*Exercise objective*. Extract every record, exactly as written, and ignore the pictures.

*Given data*.
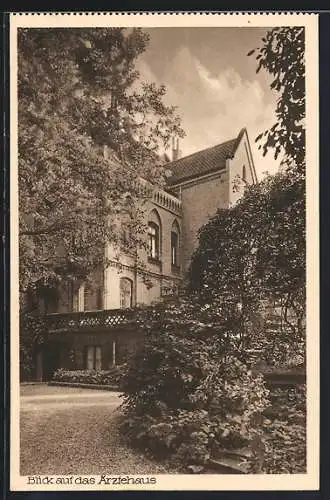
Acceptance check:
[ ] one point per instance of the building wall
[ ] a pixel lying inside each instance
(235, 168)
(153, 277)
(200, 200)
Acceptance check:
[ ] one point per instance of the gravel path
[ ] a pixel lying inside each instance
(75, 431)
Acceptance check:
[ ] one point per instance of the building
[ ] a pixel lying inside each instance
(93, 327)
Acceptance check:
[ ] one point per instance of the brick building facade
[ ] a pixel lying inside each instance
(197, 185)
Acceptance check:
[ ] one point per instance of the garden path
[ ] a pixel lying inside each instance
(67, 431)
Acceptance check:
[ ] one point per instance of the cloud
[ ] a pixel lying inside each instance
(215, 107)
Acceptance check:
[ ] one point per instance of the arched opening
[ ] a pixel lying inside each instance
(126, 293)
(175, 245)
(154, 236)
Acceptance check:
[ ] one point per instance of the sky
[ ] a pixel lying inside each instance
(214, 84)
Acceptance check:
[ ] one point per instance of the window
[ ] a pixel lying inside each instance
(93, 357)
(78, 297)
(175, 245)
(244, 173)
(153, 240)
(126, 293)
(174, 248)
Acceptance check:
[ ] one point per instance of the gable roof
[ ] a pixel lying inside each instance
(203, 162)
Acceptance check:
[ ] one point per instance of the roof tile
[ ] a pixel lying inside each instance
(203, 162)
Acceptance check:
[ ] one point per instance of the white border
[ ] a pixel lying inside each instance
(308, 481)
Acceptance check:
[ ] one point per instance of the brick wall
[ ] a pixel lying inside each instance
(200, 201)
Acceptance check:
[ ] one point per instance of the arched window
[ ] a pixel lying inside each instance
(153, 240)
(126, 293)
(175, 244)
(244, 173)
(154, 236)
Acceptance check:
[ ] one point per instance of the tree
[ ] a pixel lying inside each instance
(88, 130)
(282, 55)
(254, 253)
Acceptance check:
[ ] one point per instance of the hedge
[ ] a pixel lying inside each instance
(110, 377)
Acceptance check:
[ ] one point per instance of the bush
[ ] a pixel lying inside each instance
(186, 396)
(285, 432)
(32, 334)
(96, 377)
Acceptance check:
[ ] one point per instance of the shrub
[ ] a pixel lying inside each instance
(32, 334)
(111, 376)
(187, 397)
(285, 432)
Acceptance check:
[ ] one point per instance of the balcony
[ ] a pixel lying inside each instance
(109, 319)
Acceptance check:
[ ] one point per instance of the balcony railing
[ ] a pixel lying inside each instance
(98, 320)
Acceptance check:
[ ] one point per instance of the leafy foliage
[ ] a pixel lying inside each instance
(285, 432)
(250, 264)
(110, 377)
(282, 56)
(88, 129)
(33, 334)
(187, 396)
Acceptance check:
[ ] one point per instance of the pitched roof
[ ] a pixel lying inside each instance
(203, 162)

*Written reply*.
Acceptance check:
[ ] one point per instance of the building wall
[ ] a pixel lying inside each instance
(235, 168)
(153, 277)
(200, 200)
Acceptance check:
[ ] one point per instance of the gravel path
[ ] a pixel lying inside each instance
(75, 431)
Acceptance check:
[ ] one point per instance of the building
[ ] a pixel lying inside each instance
(93, 327)
Acceptance check:
[ ] one point per instance of the brick building facade
[ ] a pixel lying inside each instance
(197, 185)
Acceptance check:
[ ] one point per instance of the garden path
[ ] a pixel lying inside each instance
(67, 431)
Acceptance check:
[ ] one point per instance of the cloud
[ ] a pixel lying inside each instance
(215, 107)
Acceptance check:
[ ] one point per instance of the arched opening
[ ] a pixel lying inside each instance
(126, 293)
(175, 245)
(154, 236)
Acceptance check:
[ ] one point per instance of the sky
[ ] a pixel lying inside each instance
(214, 84)
Acceptance check:
[ ] one point per instance of the window
[ ] a pixel lying inside each instance
(93, 357)
(78, 297)
(175, 245)
(244, 173)
(153, 240)
(126, 293)
(174, 248)
Acceptance check:
[ ] one point per instance of the gable roof
[ ] a pixel lying inside each instance
(203, 162)
Acceptance check:
[ ] one point per instance of the roof tile
[ ] a pixel lying inside each instance
(203, 162)
Acceptance check:
[ ] one point per instance of the white border
[ ] a pixel lying inside each instance
(308, 481)
Acceptance check:
[ ] one point per instance of the brick wall
[ ] a pixel lying inside each instance
(200, 201)
Acceptance check:
[ ] one point per instance of the arched window
[ ] a pixel lying inside each instance
(153, 240)
(126, 293)
(175, 244)
(244, 173)
(154, 236)
Acceptance check:
[ ] one point per instance of the tree
[ ] a pixel lying inside each instance
(88, 130)
(282, 55)
(254, 253)
Acceptance check:
[ ] one point per instance of the hedge
[ ] a pixel lying inside each instance
(110, 377)
Acceptance check:
[ ] one point per instance of the bush
[ ] a pixel lying inside each instance
(186, 396)
(285, 432)
(32, 334)
(96, 377)
Acceptance check:
[ ] one point per instance of the shrub
[ ] a pixel lying inside each instance
(32, 334)
(111, 376)
(187, 397)
(285, 432)
Acceptance check:
[ ] one point per instance of the balcony
[ ] a pixel lying inside each instance
(109, 319)
Acceptance check:
[ ] one point per instance of the balcony railing
[ ] a pixel lying inside each instance
(98, 320)
Acceptance check:
[ ] one point per instance of the leafy foliage
[ ] a pixel lying inside each instance
(285, 432)
(250, 264)
(110, 377)
(282, 56)
(88, 129)
(33, 334)
(187, 396)
Acceptance check:
[ ] one point per instance of the pitched roof
[ ] a pixel lying inside each instance
(203, 162)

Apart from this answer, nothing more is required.